▶ _EXERCISE PROMPT_: Convert the rows below into a two-column CSV with the headers query_text and answer, writing one line for each logged answer. Put the text that asks for that answer in query_text and the answer itself in answer, quote every field, replace line breaks with spaces, and leave the pictures out.

___ TASK INPUT ___

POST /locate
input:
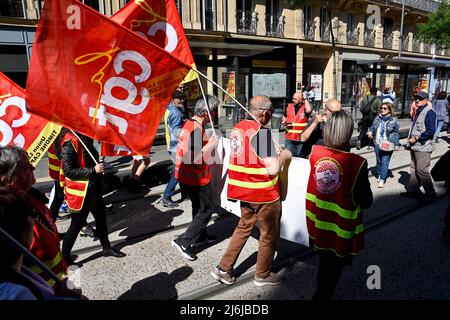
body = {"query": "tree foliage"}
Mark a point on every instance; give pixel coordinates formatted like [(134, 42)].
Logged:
[(437, 29)]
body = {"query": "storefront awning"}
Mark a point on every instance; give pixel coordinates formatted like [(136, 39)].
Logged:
[(229, 49), (408, 62)]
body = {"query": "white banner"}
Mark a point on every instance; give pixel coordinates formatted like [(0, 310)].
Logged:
[(293, 219)]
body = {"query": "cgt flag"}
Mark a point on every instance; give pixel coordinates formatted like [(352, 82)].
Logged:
[(99, 78), (158, 21), (21, 128)]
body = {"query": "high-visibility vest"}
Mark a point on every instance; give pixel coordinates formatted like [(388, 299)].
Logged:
[(296, 122), (75, 189), (45, 243), (248, 179), (186, 172), (333, 219), (54, 163)]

___

▶ _RESPONSE BELOW_:
query_text,answer
"POST /locate input: body = {""query"": ""tree foliage""} Mark a point on every instance; give pixel coordinates formatted like [(134, 42)]. Logged:","[(437, 29)]"
"body = {""query"": ""storefront awning""} Mark a point on every instance; give pixel coordinates formatted like [(136, 39)]. Logged:","[(229, 49), (408, 62)]"
"body = {""query"": ""white banner""} Mark a point on every instance; give pixel coordinates formatted like [(0, 310)]. Logged:","[(293, 219)]"
"body = {""query"": ""cgt flag""} Mark a point on every instance; give pixel coordinates formatted like [(352, 82)]. Logged:","[(99, 78), (158, 21), (21, 128)]"
"body = {""query"": ""high-visibility vest""} Mark a point on every instance; give pixel coordinates formatted like [(388, 299)]. Logged:","[(296, 122), (75, 189), (45, 243), (248, 179), (186, 172), (333, 219), (54, 163)]"